Some records
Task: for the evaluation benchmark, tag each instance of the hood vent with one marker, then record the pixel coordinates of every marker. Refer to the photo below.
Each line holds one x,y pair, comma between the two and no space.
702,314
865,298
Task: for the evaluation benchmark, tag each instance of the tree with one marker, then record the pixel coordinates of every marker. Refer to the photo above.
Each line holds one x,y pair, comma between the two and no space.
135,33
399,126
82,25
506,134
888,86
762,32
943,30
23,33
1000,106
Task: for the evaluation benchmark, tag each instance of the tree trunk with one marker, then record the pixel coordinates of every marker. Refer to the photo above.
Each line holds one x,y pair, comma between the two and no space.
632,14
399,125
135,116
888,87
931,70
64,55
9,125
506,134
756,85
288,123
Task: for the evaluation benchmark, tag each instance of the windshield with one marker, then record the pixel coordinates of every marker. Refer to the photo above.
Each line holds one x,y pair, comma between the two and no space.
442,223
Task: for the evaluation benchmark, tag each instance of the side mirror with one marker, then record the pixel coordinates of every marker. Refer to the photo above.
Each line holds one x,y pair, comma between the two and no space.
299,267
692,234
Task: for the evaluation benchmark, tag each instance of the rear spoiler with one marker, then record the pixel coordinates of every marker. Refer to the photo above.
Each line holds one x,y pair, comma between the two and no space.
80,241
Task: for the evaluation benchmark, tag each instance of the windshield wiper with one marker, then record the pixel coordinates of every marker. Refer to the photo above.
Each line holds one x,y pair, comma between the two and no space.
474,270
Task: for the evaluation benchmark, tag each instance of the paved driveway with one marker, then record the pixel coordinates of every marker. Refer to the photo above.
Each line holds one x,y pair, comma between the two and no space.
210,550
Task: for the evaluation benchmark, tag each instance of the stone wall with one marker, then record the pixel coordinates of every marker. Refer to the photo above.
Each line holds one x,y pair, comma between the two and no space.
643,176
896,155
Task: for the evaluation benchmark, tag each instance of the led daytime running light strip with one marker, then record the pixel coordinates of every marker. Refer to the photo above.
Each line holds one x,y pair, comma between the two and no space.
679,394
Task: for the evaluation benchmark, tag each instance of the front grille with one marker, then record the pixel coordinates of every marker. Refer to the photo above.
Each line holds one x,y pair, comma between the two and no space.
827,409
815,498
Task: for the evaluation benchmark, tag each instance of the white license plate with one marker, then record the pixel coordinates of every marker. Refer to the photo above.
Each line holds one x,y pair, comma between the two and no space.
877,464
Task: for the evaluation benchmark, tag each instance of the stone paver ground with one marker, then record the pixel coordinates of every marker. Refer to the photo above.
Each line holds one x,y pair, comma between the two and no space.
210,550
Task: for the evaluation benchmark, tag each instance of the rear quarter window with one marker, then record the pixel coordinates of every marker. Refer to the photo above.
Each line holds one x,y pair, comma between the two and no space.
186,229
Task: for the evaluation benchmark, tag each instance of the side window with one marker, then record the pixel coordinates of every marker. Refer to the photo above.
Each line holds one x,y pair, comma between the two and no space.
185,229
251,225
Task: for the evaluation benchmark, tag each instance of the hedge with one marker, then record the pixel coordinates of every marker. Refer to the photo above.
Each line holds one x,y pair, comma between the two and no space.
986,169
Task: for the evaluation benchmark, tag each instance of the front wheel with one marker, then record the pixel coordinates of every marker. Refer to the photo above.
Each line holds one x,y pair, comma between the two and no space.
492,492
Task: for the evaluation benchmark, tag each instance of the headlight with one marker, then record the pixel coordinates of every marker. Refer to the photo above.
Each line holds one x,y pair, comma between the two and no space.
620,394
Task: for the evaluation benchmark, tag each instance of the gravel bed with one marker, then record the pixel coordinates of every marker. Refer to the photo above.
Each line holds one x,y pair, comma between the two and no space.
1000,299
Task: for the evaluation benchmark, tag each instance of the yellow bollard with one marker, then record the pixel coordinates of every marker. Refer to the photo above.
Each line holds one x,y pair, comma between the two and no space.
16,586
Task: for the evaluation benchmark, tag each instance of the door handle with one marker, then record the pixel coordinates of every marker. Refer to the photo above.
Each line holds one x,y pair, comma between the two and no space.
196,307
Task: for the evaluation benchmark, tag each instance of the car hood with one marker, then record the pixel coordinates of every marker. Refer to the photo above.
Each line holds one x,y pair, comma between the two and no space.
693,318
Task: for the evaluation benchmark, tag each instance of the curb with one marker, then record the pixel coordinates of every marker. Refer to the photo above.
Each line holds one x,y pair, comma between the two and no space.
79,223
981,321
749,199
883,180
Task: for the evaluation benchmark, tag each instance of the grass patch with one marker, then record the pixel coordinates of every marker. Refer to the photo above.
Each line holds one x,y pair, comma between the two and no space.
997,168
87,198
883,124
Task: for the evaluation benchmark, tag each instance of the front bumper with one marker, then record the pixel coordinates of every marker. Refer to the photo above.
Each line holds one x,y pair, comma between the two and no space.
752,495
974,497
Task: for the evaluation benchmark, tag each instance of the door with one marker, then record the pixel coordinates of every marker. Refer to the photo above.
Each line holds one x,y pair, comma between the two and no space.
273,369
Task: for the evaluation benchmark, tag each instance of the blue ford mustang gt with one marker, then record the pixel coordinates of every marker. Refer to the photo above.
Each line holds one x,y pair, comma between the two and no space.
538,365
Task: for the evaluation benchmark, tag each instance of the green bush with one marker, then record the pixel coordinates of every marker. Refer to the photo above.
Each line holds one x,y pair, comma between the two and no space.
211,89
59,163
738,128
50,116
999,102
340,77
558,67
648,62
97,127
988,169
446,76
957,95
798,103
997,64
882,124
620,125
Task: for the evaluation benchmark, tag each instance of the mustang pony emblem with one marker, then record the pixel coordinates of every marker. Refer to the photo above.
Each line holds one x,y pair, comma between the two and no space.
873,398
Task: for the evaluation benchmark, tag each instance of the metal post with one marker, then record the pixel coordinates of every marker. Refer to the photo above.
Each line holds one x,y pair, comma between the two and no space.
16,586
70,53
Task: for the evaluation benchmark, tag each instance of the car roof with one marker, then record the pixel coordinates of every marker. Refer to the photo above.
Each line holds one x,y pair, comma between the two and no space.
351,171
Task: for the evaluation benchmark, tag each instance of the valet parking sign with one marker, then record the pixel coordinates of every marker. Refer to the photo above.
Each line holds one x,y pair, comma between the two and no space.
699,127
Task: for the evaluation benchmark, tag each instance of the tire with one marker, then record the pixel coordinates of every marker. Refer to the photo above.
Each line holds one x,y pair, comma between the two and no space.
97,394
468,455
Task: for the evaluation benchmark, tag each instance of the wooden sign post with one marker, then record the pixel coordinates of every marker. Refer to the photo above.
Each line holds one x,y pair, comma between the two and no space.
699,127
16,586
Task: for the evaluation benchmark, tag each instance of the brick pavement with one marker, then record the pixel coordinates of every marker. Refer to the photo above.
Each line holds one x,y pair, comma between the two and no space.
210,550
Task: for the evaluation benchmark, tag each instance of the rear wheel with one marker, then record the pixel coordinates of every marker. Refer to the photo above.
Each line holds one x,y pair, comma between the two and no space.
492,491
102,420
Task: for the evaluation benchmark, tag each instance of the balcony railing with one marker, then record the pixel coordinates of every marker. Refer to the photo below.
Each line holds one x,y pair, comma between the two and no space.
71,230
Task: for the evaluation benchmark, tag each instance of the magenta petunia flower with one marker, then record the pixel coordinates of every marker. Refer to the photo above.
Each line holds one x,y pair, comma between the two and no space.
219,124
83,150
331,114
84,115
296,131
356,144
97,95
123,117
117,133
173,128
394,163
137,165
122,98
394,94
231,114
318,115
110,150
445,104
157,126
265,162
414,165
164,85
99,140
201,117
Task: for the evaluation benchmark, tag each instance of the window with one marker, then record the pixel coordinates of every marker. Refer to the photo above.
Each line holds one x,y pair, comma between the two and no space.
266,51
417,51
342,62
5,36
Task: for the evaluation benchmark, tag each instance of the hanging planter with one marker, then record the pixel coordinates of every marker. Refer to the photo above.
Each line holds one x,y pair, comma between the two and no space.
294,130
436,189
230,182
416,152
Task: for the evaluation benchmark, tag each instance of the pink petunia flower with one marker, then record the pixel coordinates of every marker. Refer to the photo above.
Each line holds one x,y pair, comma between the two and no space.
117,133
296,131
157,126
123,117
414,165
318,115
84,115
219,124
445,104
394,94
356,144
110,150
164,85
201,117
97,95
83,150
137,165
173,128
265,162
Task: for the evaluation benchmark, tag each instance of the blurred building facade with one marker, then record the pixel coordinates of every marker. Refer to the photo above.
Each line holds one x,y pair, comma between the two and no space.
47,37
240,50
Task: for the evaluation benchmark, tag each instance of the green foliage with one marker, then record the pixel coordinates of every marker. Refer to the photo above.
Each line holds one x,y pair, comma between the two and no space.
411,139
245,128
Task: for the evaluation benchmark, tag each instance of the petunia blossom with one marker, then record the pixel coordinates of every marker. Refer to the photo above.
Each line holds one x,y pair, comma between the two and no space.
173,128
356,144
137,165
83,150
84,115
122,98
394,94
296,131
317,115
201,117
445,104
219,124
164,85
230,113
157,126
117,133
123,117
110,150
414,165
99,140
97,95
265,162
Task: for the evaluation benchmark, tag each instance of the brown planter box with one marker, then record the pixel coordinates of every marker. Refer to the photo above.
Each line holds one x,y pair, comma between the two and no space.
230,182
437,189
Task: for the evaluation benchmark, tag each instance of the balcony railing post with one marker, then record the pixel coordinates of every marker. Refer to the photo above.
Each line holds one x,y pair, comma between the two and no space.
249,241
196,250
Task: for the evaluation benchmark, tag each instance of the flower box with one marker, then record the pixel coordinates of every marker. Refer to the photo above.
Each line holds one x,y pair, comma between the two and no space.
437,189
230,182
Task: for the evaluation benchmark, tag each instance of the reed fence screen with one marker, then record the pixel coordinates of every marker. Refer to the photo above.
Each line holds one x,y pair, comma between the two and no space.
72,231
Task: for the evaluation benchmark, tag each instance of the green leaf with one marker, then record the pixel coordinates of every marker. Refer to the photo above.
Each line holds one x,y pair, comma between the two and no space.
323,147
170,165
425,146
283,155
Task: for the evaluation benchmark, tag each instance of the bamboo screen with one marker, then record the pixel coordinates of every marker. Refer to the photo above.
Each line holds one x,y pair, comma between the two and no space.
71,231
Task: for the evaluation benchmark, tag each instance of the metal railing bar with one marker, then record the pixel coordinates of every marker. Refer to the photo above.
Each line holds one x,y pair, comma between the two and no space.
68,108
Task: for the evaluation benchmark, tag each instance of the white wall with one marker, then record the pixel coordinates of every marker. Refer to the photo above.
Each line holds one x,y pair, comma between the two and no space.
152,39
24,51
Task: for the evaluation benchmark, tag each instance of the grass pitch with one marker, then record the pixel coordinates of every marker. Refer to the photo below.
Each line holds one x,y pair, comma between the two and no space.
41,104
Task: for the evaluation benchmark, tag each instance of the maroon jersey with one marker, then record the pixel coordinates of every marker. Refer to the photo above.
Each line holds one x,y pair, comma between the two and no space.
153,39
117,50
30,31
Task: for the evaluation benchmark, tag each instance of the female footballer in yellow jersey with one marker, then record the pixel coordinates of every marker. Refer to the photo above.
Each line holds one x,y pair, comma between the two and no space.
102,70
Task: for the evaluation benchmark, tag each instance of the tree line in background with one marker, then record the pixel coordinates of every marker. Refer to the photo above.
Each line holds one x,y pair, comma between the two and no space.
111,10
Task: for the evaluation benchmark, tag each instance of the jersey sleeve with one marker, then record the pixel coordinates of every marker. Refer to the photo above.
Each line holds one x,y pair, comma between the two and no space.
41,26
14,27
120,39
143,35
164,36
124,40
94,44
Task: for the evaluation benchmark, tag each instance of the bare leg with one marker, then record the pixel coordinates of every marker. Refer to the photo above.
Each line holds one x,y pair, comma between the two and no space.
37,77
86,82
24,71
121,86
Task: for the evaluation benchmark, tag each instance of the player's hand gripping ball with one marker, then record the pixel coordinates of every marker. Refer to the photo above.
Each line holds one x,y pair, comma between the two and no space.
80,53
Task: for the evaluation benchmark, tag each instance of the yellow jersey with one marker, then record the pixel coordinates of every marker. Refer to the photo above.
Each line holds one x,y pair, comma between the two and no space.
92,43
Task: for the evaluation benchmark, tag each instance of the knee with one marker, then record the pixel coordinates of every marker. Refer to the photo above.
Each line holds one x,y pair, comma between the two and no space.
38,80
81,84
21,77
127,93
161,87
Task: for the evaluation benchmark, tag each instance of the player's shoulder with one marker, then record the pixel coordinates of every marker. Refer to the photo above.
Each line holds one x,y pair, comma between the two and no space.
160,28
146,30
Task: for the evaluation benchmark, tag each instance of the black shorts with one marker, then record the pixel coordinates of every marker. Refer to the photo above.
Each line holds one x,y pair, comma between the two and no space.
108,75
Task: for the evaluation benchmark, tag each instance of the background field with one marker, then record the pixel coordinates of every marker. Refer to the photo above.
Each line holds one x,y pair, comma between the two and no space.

Given task: Return, word for word, every line from the line with "the yellow jersey" to the final line of the data.

Exercise output:
Task: for the evaluation benchmark, tag each instance of the yellow jersey with one marker, then record the pixel coordinates of every marker. Refer to the photo above.
Each line holds one x,y pair, comma between the two and no space.
92,43
Task: for the evaluation benchmark, tag each instance of the knee with one marker, then record the pixel coordinates of every marker. Refer to the photo above.
Each line holds one x,y pair, comma between the two and no space.
38,80
81,84
21,77
127,93
161,87
Task: for the evaluation benchmark, tag each instance of the player's shoulder with one marker, then record the pixel coordinates of every marker. Refer to the photo above.
Each line holds one x,y pair, comma between the two and no space.
160,28
146,30
Task: for the evaluation benchmark, tag each instance of the black shorts with one marker, then record the pixel coordinates of every marker. Refer to the photo above.
Each line holds one x,y pair, comma between the two and no space.
108,75
Task: for the evaluation benchmark, tag each instance of the background field with one marker, then record the pixel coordinates of every marker. Refer to the photo above.
Each line holds one x,y pair, comma between the two and no space.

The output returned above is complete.